>>>
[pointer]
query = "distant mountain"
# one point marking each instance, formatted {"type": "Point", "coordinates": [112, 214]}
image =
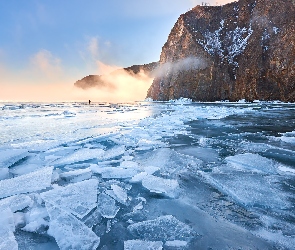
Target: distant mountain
{"type": "Point", "coordinates": [242, 50]}
{"type": "Point", "coordinates": [100, 80]}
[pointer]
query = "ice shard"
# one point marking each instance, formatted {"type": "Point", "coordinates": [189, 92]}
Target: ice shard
{"type": "Point", "coordinates": [27, 183]}
{"type": "Point", "coordinates": [69, 232]}
{"type": "Point", "coordinates": [78, 198]}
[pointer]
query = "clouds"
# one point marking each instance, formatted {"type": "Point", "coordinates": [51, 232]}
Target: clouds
{"type": "Point", "coordinates": [93, 47]}
{"type": "Point", "coordinates": [43, 62]}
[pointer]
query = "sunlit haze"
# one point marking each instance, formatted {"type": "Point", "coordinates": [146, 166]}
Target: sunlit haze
{"type": "Point", "coordinates": [46, 46]}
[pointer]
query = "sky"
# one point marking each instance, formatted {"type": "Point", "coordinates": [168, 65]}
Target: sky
{"type": "Point", "coordinates": [45, 46]}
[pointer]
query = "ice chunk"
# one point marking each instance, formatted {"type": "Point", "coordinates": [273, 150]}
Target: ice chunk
{"type": "Point", "coordinates": [27, 183]}
{"type": "Point", "coordinates": [35, 220]}
{"type": "Point", "coordinates": [10, 156]}
{"type": "Point", "coordinates": [160, 185]}
{"type": "Point", "coordinates": [76, 175]}
{"type": "Point", "coordinates": [138, 178]}
{"type": "Point", "coordinates": [114, 173]}
{"type": "Point", "coordinates": [129, 164]}
{"type": "Point", "coordinates": [7, 227]}
{"type": "Point", "coordinates": [92, 219]}
{"type": "Point", "coordinates": [164, 228]}
{"type": "Point", "coordinates": [69, 232]}
{"type": "Point", "coordinates": [151, 169]}
{"type": "Point", "coordinates": [142, 245]}
{"type": "Point", "coordinates": [251, 162]}
{"type": "Point", "coordinates": [107, 206]}
{"type": "Point", "coordinates": [138, 207]}
{"type": "Point", "coordinates": [114, 152]}
{"type": "Point", "coordinates": [17, 202]}
{"type": "Point", "coordinates": [81, 155]}
{"type": "Point", "coordinates": [79, 198]}
{"type": "Point", "coordinates": [118, 193]}
{"type": "Point", "coordinates": [4, 173]}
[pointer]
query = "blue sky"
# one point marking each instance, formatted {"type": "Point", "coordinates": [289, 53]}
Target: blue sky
{"type": "Point", "coordinates": [64, 40]}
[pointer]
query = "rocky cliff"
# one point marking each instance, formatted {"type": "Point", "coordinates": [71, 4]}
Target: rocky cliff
{"type": "Point", "coordinates": [101, 81]}
{"type": "Point", "coordinates": [242, 50]}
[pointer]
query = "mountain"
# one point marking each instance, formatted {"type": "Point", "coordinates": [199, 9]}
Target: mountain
{"type": "Point", "coordinates": [241, 50]}
{"type": "Point", "coordinates": [102, 81]}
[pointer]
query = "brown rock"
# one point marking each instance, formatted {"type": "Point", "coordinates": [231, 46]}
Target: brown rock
{"type": "Point", "coordinates": [242, 50]}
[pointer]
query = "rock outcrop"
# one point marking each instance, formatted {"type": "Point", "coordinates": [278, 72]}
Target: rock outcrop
{"type": "Point", "coordinates": [242, 50]}
{"type": "Point", "coordinates": [99, 81]}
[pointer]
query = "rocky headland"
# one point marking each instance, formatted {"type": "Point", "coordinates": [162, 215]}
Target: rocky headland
{"type": "Point", "coordinates": [241, 50]}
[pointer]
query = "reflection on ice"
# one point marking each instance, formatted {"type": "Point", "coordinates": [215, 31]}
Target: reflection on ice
{"type": "Point", "coordinates": [165, 228]}
{"type": "Point", "coordinates": [175, 175]}
{"type": "Point", "coordinates": [107, 206]}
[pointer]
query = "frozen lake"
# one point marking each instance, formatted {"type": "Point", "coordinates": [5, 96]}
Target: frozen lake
{"type": "Point", "coordinates": [147, 175]}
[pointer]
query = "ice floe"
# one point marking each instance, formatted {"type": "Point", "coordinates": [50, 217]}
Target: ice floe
{"type": "Point", "coordinates": [160, 185]}
{"type": "Point", "coordinates": [78, 198]}
{"type": "Point", "coordinates": [80, 155]}
{"type": "Point", "coordinates": [69, 232]}
{"type": "Point", "coordinates": [118, 193]}
{"type": "Point", "coordinates": [252, 162]}
{"type": "Point", "coordinates": [107, 206]}
{"type": "Point", "coordinates": [17, 202]}
{"type": "Point", "coordinates": [7, 228]}
{"type": "Point", "coordinates": [76, 175]}
{"type": "Point", "coordinates": [143, 245]}
{"type": "Point", "coordinates": [165, 228]}
{"type": "Point", "coordinates": [10, 156]}
{"type": "Point", "coordinates": [35, 181]}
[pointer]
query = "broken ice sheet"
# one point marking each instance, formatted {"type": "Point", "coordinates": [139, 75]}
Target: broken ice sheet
{"type": "Point", "coordinates": [69, 232]}
{"type": "Point", "coordinates": [7, 228]}
{"type": "Point", "coordinates": [160, 185]}
{"type": "Point", "coordinates": [80, 155]}
{"type": "Point", "coordinates": [79, 198]}
{"type": "Point", "coordinates": [35, 220]}
{"type": "Point", "coordinates": [17, 202]}
{"type": "Point", "coordinates": [118, 193]}
{"type": "Point", "coordinates": [251, 162]}
{"type": "Point", "coordinates": [4, 173]}
{"type": "Point", "coordinates": [106, 206]}
{"type": "Point", "coordinates": [76, 175]}
{"type": "Point", "coordinates": [27, 183]}
{"type": "Point", "coordinates": [10, 156]}
{"type": "Point", "coordinates": [114, 172]}
{"type": "Point", "coordinates": [163, 228]}
{"type": "Point", "coordinates": [142, 245]}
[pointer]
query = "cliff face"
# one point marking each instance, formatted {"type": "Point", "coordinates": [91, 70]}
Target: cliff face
{"type": "Point", "coordinates": [99, 81]}
{"type": "Point", "coordinates": [242, 50]}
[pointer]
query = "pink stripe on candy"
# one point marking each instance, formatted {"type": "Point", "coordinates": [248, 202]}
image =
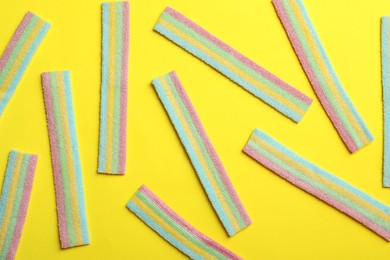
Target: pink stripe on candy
{"type": "Point", "coordinates": [124, 89]}
{"type": "Point", "coordinates": [187, 226]}
{"type": "Point", "coordinates": [214, 156]}
{"type": "Point", "coordinates": [312, 77]}
{"type": "Point", "coordinates": [317, 193]}
{"type": "Point", "coordinates": [23, 207]}
{"type": "Point", "coordinates": [55, 160]}
{"type": "Point", "coordinates": [14, 40]}
{"type": "Point", "coordinates": [178, 16]}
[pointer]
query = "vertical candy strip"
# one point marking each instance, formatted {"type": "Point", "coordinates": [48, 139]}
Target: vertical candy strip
{"type": "Point", "coordinates": [202, 154]}
{"type": "Point", "coordinates": [113, 103]}
{"type": "Point", "coordinates": [72, 219]}
{"type": "Point", "coordinates": [162, 219]}
{"type": "Point", "coordinates": [246, 73]}
{"type": "Point", "coordinates": [386, 98]}
{"type": "Point", "coordinates": [14, 201]}
{"type": "Point", "coordinates": [322, 75]}
{"type": "Point", "coordinates": [18, 54]}
{"type": "Point", "coordinates": [320, 183]}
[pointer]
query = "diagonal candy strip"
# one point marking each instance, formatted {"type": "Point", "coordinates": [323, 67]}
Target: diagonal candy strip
{"type": "Point", "coordinates": [315, 62]}
{"type": "Point", "coordinates": [202, 154]}
{"type": "Point", "coordinates": [246, 73]}
{"type": "Point", "coordinates": [71, 212]}
{"type": "Point", "coordinates": [320, 183]}
{"type": "Point", "coordinates": [18, 54]}
{"type": "Point", "coordinates": [14, 200]}
{"type": "Point", "coordinates": [163, 220]}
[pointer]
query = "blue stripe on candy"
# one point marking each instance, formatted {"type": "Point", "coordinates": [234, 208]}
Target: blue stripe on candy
{"type": "Point", "coordinates": [7, 183]}
{"type": "Point", "coordinates": [335, 78]}
{"type": "Point", "coordinates": [226, 71]}
{"type": "Point", "coordinates": [104, 90]}
{"type": "Point", "coordinates": [320, 171]}
{"type": "Point", "coordinates": [193, 157]}
{"type": "Point", "coordinates": [76, 156]}
{"type": "Point", "coordinates": [26, 60]}
{"type": "Point", "coordinates": [386, 101]}
{"type": "Point", "coordinates": [161, 231]}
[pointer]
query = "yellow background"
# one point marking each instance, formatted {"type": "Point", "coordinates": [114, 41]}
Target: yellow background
{"type": "Point", "coordinates": [287, 222]}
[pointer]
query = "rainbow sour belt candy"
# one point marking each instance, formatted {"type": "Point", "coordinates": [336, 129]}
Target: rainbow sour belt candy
{"type": "Point", "coordinates": [72, 219]}
{"type": "Point", "coordinates": [255, 79]}
{"type": "Point", "coordinates": [18, 54]}
{"type": "Point", "coordinates": [318, 182]}
{"type": "Point", "coordinates": [162, 219]}
{"type": "Point", "coordinates": [202, 154]}
{"type": "Point", "coordinates": [14, 201]}
{"type": "Point", "coordinates": [321, 74]}
{"type": "Point", "coordinates": [113, 103]}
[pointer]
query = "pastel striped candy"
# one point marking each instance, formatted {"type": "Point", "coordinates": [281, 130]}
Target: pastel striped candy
{"type": "Point", "coordinates": [386, 98]}
{"type": "Point", "coordinates": [315, 62]}
{"type": "Point", "coordinates": [18, 54]}
{"type": "Point", "coordinates": [202, 154]}
{"type": "Point", "coordinates": [162, 219]}
{"type": "Point", "coordinates": [14, 200]}
{"type": "Point", "coordinates": [320, 183]}
{"type": "Point", "coordinates": [113, 103]}
{"type": "Point", "coordinates": [72, 219]}
{"type": "Point", "coordinates": [246, 73]}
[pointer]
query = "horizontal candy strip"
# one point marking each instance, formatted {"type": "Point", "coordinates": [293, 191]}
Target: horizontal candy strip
{"type": "Point", "coordinates": [14, 200]}
{"type": "Point", "coordinates": [113, 102]}
{"type": "Point", "coordinates": [72, 219]}
{"type": "Point", "coordinates": [318, 182]}
{"type": "Point", "coordinates": [18, 54]}
{"type": "Point", "coordinates": [162, 219]}
{"type": "Point", "coordinates": [315, 62]}
{"type": "Point", "coordinates": [202, 154]}
{"type": "Point", "coordinates": [386, 98]}
{"type": "Point", "coordinates": [255, 79]}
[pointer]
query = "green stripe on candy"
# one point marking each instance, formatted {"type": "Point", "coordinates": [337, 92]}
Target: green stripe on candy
{"type": "Point", "coordinates": [63, 162]}
{"type": "Point", "coordinates": [205, 153]}
{"type": "Point", "coordinates": [233, 61]}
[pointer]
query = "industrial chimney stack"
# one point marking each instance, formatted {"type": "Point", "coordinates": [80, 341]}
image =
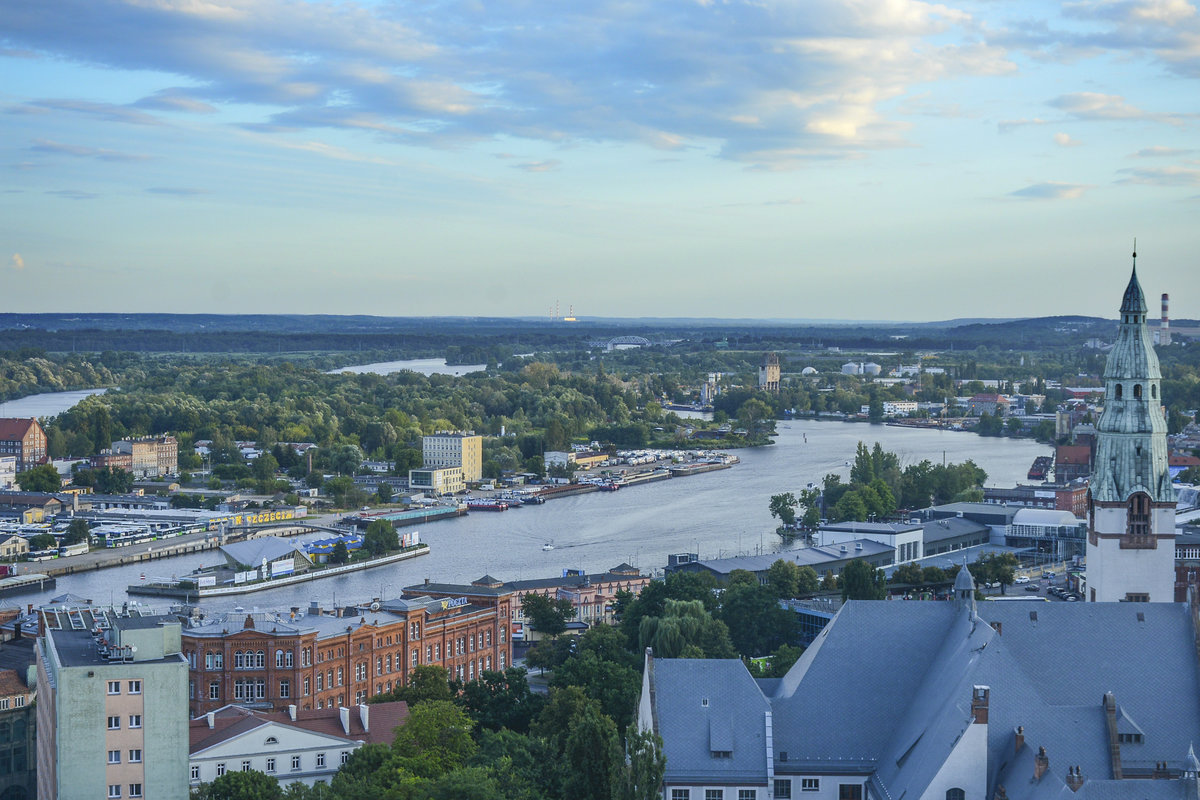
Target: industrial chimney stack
{"type": "Point", "coordinates": [1164, 330]}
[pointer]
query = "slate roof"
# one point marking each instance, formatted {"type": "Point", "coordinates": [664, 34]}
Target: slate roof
{"type": "Point", "coordinates": [886, 690]}
{"type": "Point", "coordinates": [731, 711]}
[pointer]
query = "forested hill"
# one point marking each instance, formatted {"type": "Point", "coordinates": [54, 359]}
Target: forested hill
{"type": "Point", "coordinates": [473, 335]}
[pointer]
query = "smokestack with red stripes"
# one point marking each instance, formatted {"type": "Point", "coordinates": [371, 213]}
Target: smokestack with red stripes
{"type": "Point", "coordinates": [1164, 330]}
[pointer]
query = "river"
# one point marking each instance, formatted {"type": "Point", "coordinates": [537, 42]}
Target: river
{"type": "Point", "coordinates": [715, 513]}
{"type": "Point", "coordinates": [424, 366]}
{"type": "Point", "coordinates": [46, 404]}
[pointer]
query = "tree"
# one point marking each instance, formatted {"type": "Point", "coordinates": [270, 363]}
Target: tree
{"type": "Point", "coordinates": [502, 699]}
{"type": "Point", "coordinates": [77, 531]}
{"type": "Point", "coordinates": [379, 537]}
{"type": "Point", "coordinates": [40, 479]}
{"type": "Point", "coordinates": [593, 751]}
{"type": "Point", "coordinates": [612, 685]}
{"type": "Point", "coordinates": [784, 506]}
{"type": "Point", "coordinates": [435, 739]}
{"type": "Point", "coordinates": [249, 785]}
{"type": "Point", "coordinates": [547, 615]}
{"type": "Point", "coordinates": [756, 621]}
{"type": "Point", "coordinates": [647, 765]}
{"type": "Point", "coordinates": [861, 581]}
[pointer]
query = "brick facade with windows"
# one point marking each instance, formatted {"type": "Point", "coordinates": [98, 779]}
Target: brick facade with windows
{"type": "Point", "coordinates": [25, 440]}
{"type": "Point", "coordinates": [319, 661]}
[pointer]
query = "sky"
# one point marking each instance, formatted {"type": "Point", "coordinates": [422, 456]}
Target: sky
{"type": "Point", "coordinates": [808, 160]}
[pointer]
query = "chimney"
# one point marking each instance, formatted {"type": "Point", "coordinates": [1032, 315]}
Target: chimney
{"type": "Point", "coordinates": [979, 704]}
{"type": "Point", "coordinates": [1041, 764]}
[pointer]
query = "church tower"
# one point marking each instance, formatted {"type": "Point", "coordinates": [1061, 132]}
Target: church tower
{"type": "Point", "coordinates": [1131, 531]}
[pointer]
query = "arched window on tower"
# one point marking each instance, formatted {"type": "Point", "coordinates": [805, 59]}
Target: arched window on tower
{"type": "Point", "coordinates": [1138, 534]}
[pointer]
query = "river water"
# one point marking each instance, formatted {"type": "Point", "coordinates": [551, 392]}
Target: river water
{"type": "Point", "coordinates": [424, 366]}
{"type": "Point", "coordinates": [46, 404]}
{"type": "Point", "coordinates": [715, 513]}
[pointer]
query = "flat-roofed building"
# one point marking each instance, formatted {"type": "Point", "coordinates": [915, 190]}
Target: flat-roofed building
{"type": "Point", "coordinates": [463, 450]}
{"type": "Point", "coordinates": [112, 711]}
<<<
| The problem |
This exercise calls for the line containing "Target: church tower" and each line after it in the records, copied exactly.

| Solution below |
Target: church tower
{"type": "Point", "coordinates": [1131, 531]}
[pointer]
query = "arched window on tower"
# one point marking each instance, formatted {"type": "Point", "coordinates": [805, 59]}
Target: arched window on tower
{"type": "Point", "coordinates": [1138, 534]}
[pointer]
query = "river water"
# one point marking each instance, formatted {"type": "Point", "coordinates": [551, 392]}
Target: river water
{"type": "Point", "coordinates": [424, 366]}
{"type": "Point", "coordinates": [46, 404]}
{"type": "Point", "coordinates": [715, 513]}
[pointer]
query = "flat-roofed building"
# one point marking each instance, formatted {"type": "Point", "coordinates": [915, 190]}
Target: flat-roofed building
{"type": "Point", "coordinates": [463, 450]}
{"type": "Point", "coordinates": [112, 711]}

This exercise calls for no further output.